What you are asked to do> Rewrite each of the entries below, changing "white window frame" to "white door frame" wherever it occurs and keeping everything else unchanged.

###

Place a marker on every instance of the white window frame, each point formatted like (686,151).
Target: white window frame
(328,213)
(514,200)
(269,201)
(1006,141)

###

Answer to this exercise>
Place a marker on every instance of the white door frame, each point formatted like (686,151).
Target: white door frame
(328,213)
(514,200)
(269,201)
(1006,141)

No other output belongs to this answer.